Directions for this task » Among the lines below, which ones contain the word "brown"? Copy every such line.

[Saved data entries]

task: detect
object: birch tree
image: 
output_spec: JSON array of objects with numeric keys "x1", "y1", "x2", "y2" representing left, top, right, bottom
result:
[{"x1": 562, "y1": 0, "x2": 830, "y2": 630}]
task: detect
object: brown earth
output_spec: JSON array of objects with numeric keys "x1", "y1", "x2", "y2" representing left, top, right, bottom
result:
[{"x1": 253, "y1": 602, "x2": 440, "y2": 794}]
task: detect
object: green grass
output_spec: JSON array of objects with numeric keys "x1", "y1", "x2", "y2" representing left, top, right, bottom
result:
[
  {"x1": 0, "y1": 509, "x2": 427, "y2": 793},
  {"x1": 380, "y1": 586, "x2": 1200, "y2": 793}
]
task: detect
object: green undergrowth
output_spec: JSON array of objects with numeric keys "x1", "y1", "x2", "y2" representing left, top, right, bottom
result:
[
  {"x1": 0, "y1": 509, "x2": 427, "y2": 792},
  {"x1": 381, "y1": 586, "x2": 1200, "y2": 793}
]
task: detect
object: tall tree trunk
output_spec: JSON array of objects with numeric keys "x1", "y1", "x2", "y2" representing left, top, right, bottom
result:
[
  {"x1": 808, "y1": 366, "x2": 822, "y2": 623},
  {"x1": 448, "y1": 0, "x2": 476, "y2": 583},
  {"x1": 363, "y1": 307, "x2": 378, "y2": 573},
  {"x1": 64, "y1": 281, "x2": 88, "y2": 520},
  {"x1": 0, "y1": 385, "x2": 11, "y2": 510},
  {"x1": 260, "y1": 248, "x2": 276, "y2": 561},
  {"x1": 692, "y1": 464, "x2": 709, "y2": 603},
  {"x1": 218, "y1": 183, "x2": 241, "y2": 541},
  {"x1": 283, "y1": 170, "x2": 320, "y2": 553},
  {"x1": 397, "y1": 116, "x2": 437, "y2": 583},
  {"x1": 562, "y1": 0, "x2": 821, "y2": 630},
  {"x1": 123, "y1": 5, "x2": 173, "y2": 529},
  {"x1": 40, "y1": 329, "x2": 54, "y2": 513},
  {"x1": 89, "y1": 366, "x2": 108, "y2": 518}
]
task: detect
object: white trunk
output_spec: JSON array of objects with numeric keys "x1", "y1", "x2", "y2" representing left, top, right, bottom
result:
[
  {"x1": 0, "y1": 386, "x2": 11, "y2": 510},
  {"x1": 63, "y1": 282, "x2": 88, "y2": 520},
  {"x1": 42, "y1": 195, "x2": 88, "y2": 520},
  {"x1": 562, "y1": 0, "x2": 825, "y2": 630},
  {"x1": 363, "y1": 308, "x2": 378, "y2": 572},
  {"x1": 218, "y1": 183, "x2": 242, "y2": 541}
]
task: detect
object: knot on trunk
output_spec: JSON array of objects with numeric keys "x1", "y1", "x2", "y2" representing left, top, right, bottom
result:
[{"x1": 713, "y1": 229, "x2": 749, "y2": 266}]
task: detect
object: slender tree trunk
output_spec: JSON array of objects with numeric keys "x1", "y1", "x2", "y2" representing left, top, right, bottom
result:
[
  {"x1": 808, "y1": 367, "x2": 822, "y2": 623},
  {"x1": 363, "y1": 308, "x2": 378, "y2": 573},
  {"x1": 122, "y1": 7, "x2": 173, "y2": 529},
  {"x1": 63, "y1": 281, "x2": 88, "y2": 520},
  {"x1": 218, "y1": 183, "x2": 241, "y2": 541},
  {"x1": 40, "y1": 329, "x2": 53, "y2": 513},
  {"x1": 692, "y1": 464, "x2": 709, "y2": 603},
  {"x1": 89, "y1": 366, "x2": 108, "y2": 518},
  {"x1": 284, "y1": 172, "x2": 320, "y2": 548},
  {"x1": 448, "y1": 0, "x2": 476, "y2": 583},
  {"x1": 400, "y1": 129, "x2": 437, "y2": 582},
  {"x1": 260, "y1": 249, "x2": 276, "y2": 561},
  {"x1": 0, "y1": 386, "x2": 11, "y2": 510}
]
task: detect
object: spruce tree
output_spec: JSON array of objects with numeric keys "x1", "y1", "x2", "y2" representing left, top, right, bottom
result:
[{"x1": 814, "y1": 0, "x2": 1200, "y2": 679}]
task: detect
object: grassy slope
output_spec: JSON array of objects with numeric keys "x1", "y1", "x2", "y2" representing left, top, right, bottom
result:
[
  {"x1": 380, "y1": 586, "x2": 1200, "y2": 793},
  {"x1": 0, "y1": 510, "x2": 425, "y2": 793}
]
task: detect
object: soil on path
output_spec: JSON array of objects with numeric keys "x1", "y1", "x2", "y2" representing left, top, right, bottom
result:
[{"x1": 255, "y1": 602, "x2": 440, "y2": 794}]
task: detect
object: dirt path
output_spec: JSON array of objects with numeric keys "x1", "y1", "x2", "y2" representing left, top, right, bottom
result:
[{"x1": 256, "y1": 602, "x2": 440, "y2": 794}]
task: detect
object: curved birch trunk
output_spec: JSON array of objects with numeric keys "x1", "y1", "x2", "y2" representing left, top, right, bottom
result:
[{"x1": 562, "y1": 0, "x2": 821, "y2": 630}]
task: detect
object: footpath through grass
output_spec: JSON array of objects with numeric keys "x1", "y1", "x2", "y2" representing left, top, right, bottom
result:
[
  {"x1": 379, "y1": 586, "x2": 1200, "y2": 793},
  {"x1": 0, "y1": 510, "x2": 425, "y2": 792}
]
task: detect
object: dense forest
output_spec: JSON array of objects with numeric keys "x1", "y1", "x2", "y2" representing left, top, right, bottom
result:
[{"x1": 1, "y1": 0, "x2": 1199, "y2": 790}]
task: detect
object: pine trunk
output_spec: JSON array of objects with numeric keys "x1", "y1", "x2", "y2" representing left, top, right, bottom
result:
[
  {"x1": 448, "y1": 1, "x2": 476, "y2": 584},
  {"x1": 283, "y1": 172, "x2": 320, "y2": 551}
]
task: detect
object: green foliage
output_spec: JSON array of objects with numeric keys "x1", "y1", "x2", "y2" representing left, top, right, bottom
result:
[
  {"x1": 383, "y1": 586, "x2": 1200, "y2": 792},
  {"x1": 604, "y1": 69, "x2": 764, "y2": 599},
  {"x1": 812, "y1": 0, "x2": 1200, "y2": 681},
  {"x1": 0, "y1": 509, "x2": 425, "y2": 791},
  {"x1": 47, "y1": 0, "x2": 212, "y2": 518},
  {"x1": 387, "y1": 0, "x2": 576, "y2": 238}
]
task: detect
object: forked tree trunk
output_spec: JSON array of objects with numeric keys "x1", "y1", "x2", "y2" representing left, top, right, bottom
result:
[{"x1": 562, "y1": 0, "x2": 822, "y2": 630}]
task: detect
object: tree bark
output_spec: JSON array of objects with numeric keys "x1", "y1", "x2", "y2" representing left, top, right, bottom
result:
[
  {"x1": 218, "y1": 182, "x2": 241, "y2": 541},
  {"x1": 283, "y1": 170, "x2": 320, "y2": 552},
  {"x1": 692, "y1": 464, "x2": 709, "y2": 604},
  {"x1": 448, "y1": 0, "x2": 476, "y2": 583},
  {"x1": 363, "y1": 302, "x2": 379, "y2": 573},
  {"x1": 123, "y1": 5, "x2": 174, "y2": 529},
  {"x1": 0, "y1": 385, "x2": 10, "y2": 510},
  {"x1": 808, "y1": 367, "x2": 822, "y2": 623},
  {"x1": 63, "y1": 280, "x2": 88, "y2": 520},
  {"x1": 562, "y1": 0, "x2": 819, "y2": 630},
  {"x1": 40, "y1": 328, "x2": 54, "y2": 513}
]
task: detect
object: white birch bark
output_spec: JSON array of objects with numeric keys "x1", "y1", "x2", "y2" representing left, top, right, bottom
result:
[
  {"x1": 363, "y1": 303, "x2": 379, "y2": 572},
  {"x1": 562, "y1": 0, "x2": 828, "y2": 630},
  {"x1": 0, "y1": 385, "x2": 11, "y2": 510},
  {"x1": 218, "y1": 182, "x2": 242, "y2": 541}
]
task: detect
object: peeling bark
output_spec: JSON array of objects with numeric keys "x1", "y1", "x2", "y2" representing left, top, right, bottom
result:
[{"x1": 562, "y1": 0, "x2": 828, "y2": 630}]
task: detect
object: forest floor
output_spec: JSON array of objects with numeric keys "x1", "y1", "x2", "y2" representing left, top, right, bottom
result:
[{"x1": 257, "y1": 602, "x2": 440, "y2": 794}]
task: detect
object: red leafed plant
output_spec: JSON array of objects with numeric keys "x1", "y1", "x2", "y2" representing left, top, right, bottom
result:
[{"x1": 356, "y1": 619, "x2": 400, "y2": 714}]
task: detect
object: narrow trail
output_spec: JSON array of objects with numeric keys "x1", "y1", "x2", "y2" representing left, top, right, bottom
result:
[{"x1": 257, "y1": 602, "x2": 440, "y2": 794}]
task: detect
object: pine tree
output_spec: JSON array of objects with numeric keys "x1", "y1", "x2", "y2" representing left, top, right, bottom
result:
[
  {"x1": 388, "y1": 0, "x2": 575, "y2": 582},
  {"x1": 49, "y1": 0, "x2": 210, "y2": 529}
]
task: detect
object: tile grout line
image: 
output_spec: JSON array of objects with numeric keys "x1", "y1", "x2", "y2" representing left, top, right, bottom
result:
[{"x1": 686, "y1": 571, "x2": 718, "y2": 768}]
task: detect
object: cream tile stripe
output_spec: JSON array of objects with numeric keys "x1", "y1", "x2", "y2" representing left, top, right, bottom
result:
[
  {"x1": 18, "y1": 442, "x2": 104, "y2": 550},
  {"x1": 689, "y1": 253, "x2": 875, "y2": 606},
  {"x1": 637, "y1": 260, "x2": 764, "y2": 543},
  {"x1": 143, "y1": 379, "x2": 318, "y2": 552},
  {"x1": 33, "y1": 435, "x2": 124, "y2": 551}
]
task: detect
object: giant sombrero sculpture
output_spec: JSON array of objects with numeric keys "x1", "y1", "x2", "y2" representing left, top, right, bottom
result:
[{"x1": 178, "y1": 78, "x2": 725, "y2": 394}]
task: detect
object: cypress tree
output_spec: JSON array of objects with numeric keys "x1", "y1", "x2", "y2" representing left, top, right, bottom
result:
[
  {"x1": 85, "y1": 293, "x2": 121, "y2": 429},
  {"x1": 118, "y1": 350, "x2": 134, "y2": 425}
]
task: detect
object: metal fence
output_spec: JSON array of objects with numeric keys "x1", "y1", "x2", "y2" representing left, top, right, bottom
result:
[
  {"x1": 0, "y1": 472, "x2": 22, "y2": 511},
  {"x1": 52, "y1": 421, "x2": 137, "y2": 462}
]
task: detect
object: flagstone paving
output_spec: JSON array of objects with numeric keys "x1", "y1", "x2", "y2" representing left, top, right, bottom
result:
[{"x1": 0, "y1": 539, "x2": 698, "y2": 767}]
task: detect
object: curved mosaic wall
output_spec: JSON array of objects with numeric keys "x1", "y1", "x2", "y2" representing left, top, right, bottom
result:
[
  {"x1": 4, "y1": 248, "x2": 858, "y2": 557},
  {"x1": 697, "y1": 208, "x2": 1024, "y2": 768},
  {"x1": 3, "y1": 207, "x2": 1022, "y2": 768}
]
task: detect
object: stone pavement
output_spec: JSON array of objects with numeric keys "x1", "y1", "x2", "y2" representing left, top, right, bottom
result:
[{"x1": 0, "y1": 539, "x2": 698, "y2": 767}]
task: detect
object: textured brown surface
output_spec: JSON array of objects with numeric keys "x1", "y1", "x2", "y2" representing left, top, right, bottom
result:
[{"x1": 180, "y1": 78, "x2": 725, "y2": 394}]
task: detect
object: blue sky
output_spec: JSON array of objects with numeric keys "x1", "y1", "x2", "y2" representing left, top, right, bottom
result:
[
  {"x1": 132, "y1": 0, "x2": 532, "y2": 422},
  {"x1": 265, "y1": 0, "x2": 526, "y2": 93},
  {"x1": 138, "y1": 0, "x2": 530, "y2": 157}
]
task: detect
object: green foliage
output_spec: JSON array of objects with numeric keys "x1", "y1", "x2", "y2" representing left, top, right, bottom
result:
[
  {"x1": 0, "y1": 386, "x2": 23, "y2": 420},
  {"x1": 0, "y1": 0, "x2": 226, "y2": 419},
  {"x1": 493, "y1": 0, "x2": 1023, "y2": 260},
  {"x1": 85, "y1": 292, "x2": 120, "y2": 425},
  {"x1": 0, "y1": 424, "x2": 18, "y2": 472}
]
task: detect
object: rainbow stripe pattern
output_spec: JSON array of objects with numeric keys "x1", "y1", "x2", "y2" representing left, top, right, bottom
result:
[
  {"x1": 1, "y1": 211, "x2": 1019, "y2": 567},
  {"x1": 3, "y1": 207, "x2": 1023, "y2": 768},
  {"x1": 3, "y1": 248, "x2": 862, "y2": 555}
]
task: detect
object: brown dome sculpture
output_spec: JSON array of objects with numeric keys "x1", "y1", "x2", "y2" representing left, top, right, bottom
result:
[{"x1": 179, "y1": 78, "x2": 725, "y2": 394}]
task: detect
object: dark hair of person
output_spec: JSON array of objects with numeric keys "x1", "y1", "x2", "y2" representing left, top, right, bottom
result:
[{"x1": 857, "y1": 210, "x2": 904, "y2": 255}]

Written response »
object: brown earth
object: textured brown surface
object: brown dome sculpture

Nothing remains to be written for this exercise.